_CHALLENGE_
Copy out each of the items below word for word, keeping them in the order they appear.

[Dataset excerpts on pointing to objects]
-- start --

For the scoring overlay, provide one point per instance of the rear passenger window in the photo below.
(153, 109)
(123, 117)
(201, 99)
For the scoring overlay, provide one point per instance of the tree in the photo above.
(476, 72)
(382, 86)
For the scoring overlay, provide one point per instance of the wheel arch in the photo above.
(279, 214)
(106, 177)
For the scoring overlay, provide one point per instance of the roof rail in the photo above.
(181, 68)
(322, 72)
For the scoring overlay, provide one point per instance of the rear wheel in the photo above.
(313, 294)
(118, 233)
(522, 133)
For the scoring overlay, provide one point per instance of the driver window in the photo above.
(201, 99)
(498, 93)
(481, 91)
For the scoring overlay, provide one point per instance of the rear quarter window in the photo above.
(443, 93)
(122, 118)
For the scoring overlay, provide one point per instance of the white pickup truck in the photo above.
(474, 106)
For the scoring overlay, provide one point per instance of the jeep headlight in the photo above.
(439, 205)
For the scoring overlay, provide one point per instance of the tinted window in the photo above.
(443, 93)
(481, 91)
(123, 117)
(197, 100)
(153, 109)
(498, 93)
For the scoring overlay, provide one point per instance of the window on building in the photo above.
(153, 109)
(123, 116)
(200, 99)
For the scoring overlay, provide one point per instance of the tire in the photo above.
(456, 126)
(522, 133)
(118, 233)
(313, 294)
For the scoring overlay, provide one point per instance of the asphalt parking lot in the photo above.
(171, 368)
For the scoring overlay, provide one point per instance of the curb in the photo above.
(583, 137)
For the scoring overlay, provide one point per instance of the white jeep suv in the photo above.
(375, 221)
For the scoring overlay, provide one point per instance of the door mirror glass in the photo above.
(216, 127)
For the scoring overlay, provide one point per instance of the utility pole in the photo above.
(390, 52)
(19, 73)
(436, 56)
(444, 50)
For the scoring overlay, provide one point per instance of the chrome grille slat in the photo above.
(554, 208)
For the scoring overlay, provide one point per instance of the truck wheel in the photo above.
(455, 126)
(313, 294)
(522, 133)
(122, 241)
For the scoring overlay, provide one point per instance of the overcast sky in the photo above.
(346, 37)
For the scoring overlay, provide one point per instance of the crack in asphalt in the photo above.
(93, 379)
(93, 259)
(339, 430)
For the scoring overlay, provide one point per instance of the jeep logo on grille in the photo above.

-- end --

_THE RESPONSE_
For the scoring overlay, provide one point per instance of the rear passenger window in the photo below.
(153, 109)
(123, 117)
(201, 99)
For the scoring overlay, provide one point per instance of the tree in the photo above.
(476, 72)
(382, 86)
For the scoring overlay, provide one point per instance of the wheel arch in the photo above.
(279, 214)
(106, 177)
For the scoring overlay, provide one point per instance of the roof rail in the photo above.
(181, 68)
(322, 72)
For the scoring overlay, provide one point per instance of the rear wheel in the photo above.
(313, 294)
(118, 233)
(522, 133)
For the scoring overlay, provide one point per instance of the driver window in the photo above.
(201, 99)
(498, 93)
(481, 91)
For the scoring overlay, provide one point per instance of the rear quarter window in the photo above.
(443, 93)
(122, 118)
For the scoring overlay, provide one point per instance of the white pickup truck in the photo above.
(474, 106)
For the scoring overlay, provide one point per instance of the jeep headlight in the photo above.
(439, 205)
For the scoring overlay, provide one point per instance of the tinted window in the photo above.
(443, 93)
(481, 91)
(123, 117)
(197, 100)
(153, 109)
(498, 93)
For the scoring overlay, provide one point per instance of the window on building in the photo above.
(153, 109)
(123, 116)
(200, 99)
For the scoring overlay, provide one point per instance of the tire in the photo above.
(456, 126)
(522, 133)
(118, 233)
(313, 294)
For the scoring overlay, provide one point per instance of the asphalt parking lot in the photo above.
(171, 368)
For the scoring overlay, provide one point per instance of the curb in the photo above.
(583, 137)
For the scoring overlay, provide one point per instance of the white jeep suv in the photo above.
(375, 221)
For the scoring overlay, provide one point per instance of the door mirror glass in the photo above.
(216, 127)
For the scoring overlay, provide one point per instance of the utility pole in the photo above.
(390, 52)
(19, 73)
(436, 56)
(444, 50)
For the scoring overlay, provide one point per instance of the chrome grille slat in the photo above.
(554, 208)
For the scoring overlay, provide one point per instance of the truck wheel in the photo above.
(455, 126)
(313, 294)
(522, 133)
(122, 241)
For the scoring overlay, provide one point per instance of the overcast sky in the photo above.
(346, 37)
For the scoring overlay, provide one point per instance of the crack in asphalt in the photo above.
(93, 379)
(93, 259)
(339, 430)
For the scoring overlay, provide one point per instance of the jeep logo on grille in the photo above.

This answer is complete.